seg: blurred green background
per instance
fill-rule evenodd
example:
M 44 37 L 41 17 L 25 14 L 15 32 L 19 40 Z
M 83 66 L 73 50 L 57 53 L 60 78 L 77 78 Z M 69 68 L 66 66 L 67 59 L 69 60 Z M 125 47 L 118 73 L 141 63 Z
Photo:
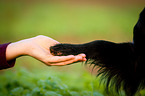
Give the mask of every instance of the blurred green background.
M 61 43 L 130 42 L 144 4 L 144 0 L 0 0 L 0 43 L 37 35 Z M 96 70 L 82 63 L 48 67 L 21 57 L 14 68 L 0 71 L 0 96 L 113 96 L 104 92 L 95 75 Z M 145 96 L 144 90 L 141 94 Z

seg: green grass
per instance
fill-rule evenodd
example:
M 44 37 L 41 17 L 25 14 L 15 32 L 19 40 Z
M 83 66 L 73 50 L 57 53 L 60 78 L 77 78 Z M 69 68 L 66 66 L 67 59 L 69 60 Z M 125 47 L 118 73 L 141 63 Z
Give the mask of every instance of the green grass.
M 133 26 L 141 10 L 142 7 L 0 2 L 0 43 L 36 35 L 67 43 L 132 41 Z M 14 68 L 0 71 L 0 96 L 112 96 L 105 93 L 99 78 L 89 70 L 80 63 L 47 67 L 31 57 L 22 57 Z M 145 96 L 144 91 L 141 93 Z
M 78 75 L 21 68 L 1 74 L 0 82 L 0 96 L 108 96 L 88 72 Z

++++++++++

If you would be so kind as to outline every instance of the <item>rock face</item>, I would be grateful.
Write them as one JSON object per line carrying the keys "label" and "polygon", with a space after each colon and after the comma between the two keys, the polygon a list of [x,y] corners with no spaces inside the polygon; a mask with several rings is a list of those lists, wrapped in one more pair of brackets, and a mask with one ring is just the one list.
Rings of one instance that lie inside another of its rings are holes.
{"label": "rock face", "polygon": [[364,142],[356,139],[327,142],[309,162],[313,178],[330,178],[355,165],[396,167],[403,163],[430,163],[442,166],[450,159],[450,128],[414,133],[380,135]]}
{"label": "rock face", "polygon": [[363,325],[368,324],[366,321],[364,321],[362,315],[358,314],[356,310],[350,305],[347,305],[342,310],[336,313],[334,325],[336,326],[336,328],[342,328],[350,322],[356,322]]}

++++++++++

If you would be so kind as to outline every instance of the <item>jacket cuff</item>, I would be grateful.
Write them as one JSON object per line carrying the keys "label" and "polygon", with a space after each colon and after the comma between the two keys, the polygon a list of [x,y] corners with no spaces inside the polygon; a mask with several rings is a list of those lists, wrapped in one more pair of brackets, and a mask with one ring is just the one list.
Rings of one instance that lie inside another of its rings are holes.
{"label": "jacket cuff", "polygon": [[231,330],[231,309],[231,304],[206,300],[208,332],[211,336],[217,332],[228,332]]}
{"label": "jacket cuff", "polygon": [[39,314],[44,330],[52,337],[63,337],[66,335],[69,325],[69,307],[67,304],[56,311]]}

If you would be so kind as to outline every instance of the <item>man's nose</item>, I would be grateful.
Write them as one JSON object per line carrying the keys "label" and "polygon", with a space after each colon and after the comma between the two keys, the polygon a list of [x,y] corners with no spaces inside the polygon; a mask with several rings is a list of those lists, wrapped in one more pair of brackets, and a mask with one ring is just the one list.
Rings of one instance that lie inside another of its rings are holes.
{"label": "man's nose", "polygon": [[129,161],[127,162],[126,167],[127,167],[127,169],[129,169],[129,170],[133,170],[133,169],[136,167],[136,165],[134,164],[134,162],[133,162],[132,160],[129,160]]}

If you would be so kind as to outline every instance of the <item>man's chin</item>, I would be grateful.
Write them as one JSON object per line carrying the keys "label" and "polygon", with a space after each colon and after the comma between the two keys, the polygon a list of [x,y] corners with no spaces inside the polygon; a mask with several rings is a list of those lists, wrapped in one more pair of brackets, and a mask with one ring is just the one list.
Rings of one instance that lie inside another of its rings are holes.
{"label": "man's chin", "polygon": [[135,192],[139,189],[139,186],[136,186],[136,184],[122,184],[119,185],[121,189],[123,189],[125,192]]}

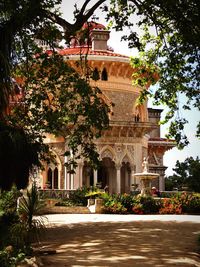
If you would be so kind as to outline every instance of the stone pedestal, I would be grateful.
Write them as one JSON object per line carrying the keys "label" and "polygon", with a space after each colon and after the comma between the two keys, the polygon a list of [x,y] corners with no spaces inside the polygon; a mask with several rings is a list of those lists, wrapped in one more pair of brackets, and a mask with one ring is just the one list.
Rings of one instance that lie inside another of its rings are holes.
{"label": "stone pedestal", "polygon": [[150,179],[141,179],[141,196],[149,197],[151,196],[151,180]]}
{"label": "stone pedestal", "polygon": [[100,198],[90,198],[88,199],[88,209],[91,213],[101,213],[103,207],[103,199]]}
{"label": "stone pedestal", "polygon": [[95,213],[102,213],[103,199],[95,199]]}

++++++++++

** WORK REQUEST **
Which lines of the material contain "outline"? List them.

** EXPECTED OUTPUT **
If you would be so kind as to outline every instance of the <item>rock face</item>, I would be grateful.
If you would be so kind as to outline every instance of the <item>jacket cuff</item>, I would be grateful.
If you would be so kind as to outline every instance of the <item>man's nose</item>, I would be grateful.
If you would be so kind as to outline every instance of the <item>man's chin</item>, I would be grateful.
If you would be so kind as to outline every instance of the stone pedestal, I would be grateful.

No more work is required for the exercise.